• [Task requirements] Write out the lines of the records exactly, starting at the line that contains "Can you find the white cloud?" and ending at the last line of the records.

• [Dataset rows showing where objects appear]
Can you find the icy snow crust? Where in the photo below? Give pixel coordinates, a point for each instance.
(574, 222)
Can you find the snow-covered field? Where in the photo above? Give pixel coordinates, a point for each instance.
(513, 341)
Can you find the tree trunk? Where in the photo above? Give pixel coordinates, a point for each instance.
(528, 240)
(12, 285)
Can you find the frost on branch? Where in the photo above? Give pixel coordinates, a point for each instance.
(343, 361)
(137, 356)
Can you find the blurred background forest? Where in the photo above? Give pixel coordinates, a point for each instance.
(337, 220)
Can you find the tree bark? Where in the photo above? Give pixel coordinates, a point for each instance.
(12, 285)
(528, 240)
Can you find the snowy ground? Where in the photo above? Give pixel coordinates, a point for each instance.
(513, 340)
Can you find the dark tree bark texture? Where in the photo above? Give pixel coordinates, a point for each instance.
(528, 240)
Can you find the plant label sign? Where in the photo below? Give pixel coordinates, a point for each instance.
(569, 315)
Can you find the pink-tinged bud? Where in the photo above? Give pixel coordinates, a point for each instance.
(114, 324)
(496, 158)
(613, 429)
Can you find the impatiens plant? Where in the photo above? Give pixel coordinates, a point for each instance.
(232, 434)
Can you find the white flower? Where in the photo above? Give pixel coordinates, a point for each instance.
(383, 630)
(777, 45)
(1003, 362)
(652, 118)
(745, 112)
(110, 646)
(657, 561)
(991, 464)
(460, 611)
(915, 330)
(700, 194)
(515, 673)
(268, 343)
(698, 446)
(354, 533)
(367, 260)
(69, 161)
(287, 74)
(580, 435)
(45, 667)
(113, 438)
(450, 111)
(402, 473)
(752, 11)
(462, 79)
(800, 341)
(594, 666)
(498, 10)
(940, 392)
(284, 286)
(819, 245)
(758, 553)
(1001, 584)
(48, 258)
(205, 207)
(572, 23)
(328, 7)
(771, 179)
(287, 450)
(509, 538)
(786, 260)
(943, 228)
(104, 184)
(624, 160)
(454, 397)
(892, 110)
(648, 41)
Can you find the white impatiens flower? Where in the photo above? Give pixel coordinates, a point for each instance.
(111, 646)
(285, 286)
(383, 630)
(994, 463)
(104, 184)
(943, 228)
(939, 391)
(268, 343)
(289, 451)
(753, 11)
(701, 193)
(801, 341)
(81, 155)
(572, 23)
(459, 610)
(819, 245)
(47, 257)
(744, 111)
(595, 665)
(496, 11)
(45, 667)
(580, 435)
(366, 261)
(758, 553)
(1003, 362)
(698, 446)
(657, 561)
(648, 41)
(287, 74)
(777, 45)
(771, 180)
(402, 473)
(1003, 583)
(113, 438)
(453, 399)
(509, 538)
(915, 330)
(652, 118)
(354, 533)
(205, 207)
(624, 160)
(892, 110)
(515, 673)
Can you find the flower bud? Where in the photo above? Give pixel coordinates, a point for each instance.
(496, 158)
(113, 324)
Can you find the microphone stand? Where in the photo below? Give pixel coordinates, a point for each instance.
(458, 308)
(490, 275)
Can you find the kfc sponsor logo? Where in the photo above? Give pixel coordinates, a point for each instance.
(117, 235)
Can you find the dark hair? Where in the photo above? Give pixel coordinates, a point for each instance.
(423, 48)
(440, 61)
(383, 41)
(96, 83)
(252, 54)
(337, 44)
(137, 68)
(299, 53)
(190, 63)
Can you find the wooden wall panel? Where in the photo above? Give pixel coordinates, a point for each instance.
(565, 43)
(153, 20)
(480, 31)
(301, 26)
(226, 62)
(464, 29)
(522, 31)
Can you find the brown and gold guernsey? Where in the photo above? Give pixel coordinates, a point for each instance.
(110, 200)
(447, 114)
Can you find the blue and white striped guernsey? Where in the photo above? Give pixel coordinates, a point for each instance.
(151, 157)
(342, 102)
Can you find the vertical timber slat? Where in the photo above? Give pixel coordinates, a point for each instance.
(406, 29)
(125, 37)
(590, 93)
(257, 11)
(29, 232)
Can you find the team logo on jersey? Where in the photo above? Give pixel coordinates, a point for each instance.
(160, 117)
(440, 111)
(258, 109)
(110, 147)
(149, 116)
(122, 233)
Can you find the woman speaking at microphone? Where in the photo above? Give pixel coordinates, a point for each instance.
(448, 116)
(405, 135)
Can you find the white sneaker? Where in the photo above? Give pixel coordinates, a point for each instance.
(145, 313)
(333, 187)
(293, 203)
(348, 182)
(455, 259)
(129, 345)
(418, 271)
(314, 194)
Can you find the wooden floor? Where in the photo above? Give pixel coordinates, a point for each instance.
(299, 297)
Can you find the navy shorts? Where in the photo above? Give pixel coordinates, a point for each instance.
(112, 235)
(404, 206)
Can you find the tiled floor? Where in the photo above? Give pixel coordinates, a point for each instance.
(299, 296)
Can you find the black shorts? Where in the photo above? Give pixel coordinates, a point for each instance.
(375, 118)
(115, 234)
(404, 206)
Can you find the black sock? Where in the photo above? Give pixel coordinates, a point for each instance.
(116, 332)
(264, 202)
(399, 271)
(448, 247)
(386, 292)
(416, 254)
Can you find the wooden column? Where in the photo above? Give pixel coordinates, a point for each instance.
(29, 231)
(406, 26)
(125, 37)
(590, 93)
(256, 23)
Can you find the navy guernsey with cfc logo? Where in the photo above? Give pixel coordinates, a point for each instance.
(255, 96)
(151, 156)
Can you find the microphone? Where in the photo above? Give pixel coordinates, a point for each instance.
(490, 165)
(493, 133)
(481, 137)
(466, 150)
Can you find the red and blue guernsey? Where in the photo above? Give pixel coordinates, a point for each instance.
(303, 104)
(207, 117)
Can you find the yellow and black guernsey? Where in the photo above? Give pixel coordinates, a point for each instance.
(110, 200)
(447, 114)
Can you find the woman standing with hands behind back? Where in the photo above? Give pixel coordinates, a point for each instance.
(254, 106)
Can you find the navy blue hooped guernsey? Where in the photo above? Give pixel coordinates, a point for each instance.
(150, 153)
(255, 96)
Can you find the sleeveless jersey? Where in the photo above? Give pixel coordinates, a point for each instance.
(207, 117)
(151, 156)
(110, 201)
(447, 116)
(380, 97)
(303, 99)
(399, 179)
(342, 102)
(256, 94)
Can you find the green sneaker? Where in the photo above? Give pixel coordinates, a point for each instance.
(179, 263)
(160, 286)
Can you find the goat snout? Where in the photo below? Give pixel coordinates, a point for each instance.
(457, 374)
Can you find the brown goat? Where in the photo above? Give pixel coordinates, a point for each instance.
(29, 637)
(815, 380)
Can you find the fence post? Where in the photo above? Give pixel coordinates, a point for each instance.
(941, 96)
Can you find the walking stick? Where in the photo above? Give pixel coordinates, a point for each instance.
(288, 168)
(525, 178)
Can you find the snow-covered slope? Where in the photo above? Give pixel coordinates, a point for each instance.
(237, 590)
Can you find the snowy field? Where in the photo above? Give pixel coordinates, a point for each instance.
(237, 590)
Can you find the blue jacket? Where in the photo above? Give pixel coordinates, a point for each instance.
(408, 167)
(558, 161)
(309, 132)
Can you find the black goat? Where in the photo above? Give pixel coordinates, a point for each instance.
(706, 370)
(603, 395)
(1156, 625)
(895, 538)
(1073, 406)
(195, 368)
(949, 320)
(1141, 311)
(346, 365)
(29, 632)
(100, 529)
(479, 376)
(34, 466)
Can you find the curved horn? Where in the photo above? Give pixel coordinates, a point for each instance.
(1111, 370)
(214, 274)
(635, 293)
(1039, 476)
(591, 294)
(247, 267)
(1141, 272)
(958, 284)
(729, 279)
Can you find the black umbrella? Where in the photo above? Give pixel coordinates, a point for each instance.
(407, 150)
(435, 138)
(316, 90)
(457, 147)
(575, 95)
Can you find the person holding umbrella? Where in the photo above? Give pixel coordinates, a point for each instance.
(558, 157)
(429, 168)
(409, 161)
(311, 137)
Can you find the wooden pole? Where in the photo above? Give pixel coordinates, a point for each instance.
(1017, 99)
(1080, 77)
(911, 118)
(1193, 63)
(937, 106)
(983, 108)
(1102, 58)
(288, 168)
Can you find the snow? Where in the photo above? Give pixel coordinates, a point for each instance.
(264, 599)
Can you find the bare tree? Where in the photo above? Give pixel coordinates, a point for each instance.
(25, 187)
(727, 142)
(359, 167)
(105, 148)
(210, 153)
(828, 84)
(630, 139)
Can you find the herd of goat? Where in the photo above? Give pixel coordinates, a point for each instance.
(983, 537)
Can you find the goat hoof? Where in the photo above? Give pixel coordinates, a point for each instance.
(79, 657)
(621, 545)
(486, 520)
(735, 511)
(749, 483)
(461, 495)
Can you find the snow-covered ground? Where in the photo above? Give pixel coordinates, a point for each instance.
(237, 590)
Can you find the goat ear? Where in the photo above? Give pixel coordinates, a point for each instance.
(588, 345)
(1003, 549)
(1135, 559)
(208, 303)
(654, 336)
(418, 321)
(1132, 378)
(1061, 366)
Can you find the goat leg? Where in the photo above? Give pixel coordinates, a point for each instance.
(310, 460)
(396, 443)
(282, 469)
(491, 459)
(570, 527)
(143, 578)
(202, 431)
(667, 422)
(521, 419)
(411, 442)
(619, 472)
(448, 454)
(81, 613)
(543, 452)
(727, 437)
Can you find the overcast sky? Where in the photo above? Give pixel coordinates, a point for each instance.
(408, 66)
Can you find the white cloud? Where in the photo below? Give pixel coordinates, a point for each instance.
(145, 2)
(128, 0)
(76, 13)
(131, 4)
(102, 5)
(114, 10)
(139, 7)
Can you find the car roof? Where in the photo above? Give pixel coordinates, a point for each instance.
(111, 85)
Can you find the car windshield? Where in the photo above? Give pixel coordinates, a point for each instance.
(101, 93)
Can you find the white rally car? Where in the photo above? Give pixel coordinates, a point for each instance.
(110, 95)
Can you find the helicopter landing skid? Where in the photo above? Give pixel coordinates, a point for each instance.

• [The response]
Can you find the white cloud? Where in the photo below? Give pixel coordinates, a point for each instance.
(145, 2)
(128, 0)
(76, 13)
(131, 4)
(102, 5)
(114, 10)
(139, 7)
Can you find the car roof? Where in the photo above? Give pixel coordinates, a point for each instance.
(111, 85)
Can you find the car windshield? Where in the photo above? Give pixel coordinates, a point for each instance.
(101, 93)
Can you find the white rally car? Where in the photo above? Give pixel coordinates, a point for each instance.
(110, 95)
Can you find the helicopter landing skid? Where in the photo above? Give pixel coordinates, a point for each instance.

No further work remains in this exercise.